Action item: Given the entries that follow, write out exactly the lines starting at the one containing "Target: player's hand gripping football" and ending at the one containing "Target: outstretched arm", both ends included, and only those.

Referring expression data
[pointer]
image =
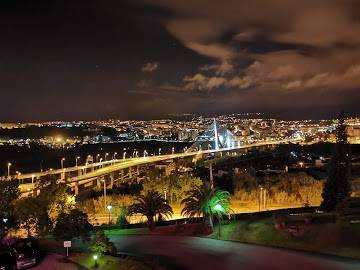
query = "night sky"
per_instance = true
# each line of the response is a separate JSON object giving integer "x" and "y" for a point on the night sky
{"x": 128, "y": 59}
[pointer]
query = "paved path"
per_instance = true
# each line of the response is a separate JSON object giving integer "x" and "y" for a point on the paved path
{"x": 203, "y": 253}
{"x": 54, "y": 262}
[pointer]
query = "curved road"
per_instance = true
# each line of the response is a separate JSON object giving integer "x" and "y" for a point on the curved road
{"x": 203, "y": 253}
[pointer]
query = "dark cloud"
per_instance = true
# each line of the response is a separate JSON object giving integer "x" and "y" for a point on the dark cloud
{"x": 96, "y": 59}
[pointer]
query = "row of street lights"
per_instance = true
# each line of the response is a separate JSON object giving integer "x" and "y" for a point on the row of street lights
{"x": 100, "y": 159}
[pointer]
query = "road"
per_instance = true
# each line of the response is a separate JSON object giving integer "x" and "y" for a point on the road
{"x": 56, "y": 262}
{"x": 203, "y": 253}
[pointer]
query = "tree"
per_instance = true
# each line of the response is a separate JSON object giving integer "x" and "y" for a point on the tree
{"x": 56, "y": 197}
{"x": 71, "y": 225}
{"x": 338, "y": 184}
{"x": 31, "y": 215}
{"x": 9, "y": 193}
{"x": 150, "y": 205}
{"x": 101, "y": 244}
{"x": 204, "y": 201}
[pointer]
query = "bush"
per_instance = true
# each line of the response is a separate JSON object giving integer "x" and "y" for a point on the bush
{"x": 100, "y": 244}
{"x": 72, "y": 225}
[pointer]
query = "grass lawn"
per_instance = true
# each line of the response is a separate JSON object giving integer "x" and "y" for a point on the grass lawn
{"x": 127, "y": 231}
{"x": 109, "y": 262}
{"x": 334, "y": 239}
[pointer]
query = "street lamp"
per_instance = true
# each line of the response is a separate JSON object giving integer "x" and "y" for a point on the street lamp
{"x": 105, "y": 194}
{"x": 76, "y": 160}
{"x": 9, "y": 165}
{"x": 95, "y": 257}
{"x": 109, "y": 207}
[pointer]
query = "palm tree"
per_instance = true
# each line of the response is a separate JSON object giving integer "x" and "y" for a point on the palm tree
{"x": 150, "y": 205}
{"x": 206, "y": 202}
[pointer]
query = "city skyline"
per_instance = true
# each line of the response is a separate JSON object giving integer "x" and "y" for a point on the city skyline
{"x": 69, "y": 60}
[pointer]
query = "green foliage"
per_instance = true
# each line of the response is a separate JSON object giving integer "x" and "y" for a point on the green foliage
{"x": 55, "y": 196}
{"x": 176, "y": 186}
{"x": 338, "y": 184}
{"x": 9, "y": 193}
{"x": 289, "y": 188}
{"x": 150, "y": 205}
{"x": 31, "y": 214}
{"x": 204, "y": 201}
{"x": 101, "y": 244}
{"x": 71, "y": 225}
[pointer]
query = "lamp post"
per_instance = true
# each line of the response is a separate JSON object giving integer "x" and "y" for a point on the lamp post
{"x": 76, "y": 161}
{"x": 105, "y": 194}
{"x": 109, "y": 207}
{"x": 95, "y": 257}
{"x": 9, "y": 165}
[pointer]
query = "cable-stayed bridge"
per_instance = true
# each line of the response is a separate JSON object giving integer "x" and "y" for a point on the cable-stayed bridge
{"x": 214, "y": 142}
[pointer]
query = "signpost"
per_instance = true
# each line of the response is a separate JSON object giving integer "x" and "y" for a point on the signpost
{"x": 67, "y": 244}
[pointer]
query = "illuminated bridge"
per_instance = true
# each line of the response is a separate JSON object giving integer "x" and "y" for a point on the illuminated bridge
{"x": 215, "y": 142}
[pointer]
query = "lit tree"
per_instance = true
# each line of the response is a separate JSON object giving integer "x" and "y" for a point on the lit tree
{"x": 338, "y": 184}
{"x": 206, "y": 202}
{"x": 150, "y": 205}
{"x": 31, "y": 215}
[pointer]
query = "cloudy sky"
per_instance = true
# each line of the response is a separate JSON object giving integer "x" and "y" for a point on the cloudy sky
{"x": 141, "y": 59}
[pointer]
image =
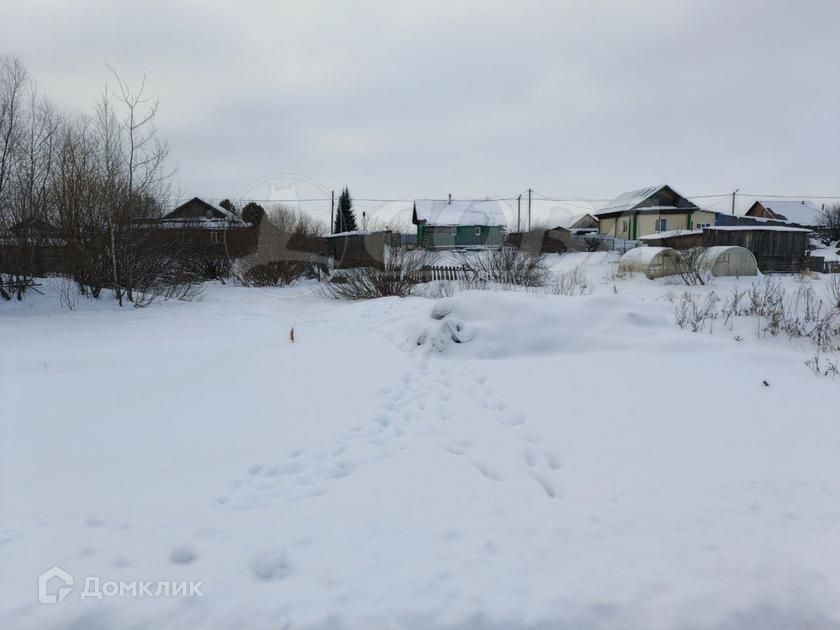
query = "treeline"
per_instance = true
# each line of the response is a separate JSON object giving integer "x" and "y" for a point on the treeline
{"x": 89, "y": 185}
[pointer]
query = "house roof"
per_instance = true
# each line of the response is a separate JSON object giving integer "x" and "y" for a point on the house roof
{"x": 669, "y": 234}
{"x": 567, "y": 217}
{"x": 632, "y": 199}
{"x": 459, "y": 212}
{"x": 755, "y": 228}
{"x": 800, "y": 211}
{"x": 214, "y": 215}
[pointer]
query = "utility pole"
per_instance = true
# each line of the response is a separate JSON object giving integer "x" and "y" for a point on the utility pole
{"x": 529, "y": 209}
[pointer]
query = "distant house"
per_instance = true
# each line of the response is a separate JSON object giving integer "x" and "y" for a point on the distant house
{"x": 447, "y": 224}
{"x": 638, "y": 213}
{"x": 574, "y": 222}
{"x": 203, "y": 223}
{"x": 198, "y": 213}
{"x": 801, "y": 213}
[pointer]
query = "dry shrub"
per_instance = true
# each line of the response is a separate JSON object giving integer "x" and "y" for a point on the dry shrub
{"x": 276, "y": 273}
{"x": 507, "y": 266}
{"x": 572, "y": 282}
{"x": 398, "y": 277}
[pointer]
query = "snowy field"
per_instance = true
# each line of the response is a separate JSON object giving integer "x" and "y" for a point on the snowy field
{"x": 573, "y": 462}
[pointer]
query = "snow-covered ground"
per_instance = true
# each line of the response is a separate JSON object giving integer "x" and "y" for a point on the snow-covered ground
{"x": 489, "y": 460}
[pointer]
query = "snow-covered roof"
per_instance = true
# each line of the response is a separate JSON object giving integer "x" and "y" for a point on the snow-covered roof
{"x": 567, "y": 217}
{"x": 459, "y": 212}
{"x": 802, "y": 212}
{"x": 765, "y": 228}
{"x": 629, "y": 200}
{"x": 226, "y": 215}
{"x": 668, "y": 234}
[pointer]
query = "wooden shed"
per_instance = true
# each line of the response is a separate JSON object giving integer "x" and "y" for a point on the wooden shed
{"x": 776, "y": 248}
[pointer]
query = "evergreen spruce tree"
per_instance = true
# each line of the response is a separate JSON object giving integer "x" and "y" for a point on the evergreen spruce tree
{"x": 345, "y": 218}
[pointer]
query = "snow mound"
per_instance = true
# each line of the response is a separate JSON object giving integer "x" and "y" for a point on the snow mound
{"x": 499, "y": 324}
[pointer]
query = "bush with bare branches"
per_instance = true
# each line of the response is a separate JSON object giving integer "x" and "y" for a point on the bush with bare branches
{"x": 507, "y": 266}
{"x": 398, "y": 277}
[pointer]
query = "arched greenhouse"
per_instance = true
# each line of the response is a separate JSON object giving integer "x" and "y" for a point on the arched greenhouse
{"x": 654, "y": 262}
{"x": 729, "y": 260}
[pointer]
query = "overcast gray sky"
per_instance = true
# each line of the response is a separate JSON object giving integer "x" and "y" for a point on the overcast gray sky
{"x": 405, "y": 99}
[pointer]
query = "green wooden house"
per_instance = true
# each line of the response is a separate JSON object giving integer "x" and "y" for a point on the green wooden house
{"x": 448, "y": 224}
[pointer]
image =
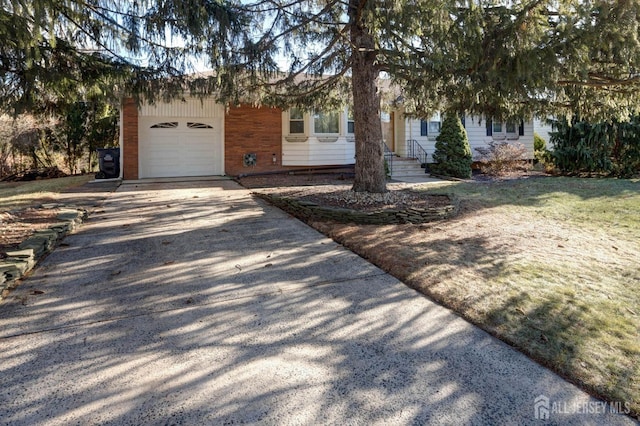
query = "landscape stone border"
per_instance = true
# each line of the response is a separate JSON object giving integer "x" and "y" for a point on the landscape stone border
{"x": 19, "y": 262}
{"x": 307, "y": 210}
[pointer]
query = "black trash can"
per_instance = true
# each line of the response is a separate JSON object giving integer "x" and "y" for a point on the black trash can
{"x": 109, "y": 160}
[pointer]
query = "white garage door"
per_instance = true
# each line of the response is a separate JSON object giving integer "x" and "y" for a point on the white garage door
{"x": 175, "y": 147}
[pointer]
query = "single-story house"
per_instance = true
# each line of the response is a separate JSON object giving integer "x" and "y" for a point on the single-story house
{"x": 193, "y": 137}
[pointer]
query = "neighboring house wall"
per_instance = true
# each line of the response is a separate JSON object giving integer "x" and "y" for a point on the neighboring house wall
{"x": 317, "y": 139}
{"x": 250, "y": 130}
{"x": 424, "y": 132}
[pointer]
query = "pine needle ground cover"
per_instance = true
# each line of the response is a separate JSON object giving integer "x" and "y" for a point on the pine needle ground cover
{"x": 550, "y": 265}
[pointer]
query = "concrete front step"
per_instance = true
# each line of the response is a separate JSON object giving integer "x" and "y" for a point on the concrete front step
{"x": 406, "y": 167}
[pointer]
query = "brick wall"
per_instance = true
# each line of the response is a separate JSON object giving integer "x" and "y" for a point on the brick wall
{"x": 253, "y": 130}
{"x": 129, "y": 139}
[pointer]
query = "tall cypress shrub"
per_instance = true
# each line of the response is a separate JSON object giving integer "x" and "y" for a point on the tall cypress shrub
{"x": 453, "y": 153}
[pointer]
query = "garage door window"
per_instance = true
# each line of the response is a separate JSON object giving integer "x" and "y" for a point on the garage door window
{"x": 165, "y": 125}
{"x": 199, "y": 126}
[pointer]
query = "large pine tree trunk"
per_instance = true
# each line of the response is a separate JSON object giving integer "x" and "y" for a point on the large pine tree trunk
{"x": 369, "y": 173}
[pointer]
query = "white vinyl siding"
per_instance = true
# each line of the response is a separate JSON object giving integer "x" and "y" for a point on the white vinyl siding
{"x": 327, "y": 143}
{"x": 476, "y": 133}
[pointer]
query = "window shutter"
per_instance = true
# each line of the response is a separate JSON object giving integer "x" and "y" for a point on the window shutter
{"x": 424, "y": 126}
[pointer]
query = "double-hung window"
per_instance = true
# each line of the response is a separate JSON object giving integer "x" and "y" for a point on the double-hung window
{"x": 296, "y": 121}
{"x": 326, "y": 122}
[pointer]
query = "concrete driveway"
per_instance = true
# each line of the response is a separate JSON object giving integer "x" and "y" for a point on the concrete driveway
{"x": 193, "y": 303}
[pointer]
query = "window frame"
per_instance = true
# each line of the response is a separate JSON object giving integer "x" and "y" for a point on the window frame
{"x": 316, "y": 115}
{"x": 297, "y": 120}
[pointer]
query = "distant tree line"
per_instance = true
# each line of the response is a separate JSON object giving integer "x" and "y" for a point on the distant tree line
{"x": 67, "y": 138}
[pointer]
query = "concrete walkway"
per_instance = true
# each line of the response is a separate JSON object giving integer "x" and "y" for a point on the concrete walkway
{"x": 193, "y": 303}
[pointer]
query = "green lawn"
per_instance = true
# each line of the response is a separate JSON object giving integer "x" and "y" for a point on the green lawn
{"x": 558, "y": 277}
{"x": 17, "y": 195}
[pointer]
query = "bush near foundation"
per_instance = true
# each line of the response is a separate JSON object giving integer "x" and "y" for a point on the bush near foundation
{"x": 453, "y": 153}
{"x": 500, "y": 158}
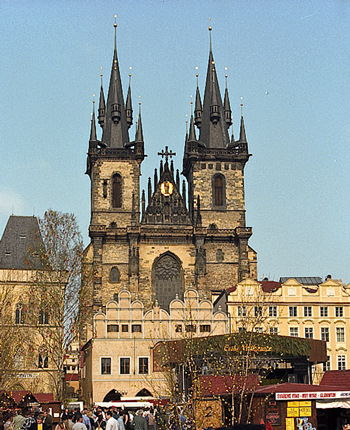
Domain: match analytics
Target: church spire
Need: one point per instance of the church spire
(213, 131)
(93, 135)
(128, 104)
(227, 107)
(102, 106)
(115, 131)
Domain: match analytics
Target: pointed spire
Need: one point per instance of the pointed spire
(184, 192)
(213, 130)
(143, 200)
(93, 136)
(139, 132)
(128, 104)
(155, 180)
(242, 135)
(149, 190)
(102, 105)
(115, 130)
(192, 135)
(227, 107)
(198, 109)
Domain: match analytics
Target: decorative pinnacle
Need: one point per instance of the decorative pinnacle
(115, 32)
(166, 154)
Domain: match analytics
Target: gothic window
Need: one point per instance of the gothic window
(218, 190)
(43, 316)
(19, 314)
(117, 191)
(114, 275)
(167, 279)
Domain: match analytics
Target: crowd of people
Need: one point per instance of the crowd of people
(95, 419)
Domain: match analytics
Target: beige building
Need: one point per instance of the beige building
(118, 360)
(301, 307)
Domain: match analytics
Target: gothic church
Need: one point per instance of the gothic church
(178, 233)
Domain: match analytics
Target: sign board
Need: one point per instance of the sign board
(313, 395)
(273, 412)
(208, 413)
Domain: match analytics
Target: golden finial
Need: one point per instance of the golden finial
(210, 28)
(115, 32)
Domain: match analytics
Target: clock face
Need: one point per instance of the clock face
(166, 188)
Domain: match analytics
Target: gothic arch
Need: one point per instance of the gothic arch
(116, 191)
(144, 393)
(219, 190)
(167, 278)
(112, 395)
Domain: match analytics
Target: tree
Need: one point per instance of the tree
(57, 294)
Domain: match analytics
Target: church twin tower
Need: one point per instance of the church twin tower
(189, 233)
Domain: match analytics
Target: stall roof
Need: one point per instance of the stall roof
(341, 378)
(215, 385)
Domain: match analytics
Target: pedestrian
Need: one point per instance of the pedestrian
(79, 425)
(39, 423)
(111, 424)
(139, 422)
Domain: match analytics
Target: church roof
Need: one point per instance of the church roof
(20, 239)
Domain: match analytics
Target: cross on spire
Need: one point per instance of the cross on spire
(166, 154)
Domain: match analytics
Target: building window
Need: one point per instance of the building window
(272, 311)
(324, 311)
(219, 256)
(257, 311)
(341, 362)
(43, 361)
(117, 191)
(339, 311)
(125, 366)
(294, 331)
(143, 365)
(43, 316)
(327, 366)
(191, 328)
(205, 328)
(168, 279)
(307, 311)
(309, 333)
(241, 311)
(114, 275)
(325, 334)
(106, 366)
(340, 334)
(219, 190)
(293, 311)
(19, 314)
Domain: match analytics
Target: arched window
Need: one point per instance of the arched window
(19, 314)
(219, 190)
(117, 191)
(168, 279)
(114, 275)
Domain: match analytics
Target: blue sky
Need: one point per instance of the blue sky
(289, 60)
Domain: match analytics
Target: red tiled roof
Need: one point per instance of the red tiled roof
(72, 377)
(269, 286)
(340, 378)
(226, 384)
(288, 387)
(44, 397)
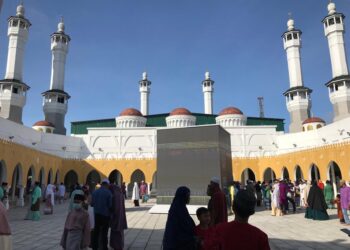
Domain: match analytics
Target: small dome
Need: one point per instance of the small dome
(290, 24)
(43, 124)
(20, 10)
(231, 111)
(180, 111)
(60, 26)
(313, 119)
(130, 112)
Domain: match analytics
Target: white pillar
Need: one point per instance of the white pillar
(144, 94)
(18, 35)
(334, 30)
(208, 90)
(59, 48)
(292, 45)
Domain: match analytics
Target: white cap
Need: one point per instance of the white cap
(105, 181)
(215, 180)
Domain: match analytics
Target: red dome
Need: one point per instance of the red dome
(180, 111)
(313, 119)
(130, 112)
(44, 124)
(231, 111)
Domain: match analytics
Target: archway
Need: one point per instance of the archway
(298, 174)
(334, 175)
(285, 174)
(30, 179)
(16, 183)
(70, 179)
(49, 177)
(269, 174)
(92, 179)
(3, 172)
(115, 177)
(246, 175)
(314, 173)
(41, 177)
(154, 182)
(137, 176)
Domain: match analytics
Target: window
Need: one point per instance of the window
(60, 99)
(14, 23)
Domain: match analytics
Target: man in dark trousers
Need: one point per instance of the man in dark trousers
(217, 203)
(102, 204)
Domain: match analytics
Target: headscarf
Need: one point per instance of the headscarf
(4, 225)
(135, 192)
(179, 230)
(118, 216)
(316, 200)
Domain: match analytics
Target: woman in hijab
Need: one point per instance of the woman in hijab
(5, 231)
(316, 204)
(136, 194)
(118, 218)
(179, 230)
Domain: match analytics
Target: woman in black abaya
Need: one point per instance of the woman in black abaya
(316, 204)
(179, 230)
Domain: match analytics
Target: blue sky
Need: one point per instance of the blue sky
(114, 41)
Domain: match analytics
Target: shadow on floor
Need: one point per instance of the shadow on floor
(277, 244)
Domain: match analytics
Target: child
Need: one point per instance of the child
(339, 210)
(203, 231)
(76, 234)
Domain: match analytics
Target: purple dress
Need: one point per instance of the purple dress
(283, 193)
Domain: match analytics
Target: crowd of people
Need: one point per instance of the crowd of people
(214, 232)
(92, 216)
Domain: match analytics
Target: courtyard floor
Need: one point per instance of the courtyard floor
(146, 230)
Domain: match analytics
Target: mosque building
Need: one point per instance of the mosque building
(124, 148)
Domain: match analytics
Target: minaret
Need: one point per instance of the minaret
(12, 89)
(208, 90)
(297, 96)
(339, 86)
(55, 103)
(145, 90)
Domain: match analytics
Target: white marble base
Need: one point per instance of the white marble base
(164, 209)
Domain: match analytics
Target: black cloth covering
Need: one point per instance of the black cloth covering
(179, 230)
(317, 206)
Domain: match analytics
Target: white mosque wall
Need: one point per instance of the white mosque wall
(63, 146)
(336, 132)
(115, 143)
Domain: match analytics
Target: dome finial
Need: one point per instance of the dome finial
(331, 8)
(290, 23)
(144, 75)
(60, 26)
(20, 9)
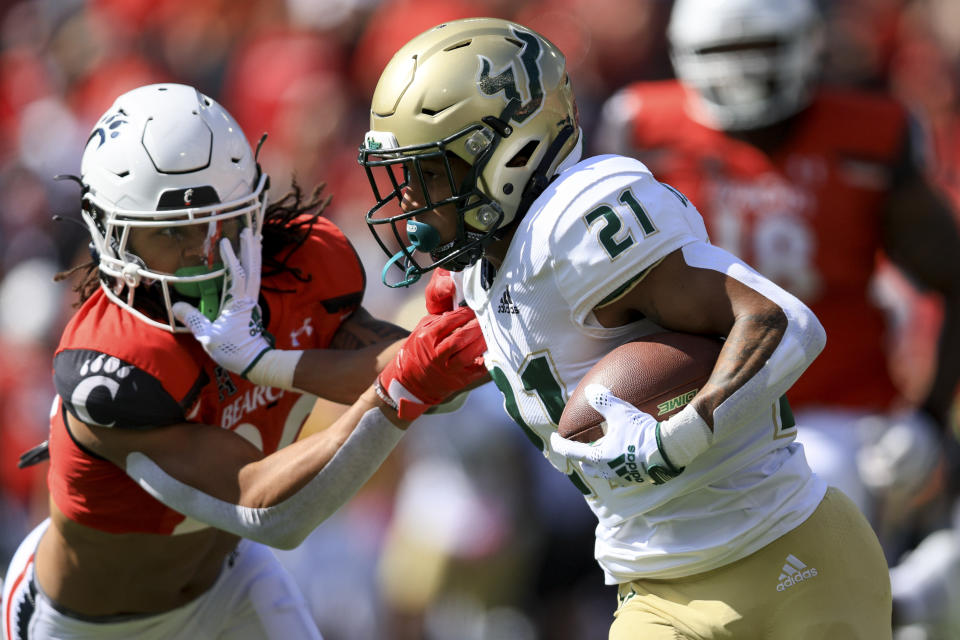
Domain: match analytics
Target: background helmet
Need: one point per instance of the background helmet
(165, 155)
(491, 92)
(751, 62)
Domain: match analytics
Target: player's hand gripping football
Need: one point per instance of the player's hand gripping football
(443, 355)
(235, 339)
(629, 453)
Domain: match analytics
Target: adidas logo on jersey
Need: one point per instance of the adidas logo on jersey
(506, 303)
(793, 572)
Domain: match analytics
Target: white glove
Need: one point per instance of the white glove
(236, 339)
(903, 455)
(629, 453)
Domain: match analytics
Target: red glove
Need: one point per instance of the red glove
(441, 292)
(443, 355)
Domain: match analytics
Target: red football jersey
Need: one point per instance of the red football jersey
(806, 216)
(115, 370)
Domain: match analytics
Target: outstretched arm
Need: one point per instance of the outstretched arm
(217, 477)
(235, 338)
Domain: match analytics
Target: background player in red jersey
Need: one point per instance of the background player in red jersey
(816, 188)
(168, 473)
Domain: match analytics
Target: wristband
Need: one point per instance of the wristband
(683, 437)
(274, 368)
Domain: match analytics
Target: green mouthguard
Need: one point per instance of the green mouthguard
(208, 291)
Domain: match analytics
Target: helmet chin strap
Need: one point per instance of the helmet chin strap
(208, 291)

Response to the exercise:
Target: player's hand gripping football
Need: one point per instance of the player's hand gripping football
(443, 355)
(235, 339)
(629, 453)
Domain: match analytics
Target: adidas logo on jersey
Need: one point per instance of the adidas logo on jersey
(506, 303)
(793, 572)
Domain: match analytics
Target: white glove
Need: one point per instance of the white glove
(236, 339)
(903, 455)
(629, 453)
Domain: match analytics
Target: red glove
Need: one point per instance of the red glove
(441, 292)
(443, 355)
Domain: match analytics
Target: red football jersey
Need: one point per instance of the red football jersey
(806, 216)
(115, 370)
Domain: match analytics
Target: outstretched arm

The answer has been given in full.